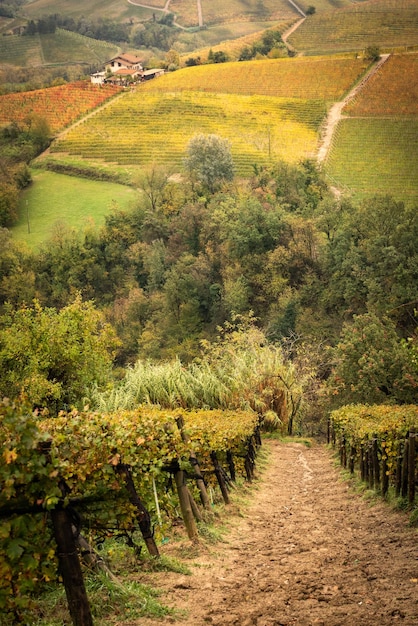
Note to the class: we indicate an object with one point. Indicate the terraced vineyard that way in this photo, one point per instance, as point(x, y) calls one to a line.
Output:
point(234, 43)
point(376, 156)
point(142, 128)
point(375, 150)
point(20, 51)
point(218, 11)
point(60, 105)
point(391, 91)
point(323, 78)
point(62, 47)
point(273, 111)
point(384, 23)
==============================
Can you retype every line of the records above word for word, leaving out the pictures?

Note to the class: we indicate an object with one point. Indicate the terraced vineyard that way in this photo, one point per instance, as point(x, y) calls one to a line.
Output:
point(234, 43)
point(376, 156)
point(142, 128)
point(375, 150)
point(20, 51)
point(218, 11)
point(60, 105)
point(391, 91)
point(323, 78)
point(62, 47)
point(273, 111)
point(384, 23)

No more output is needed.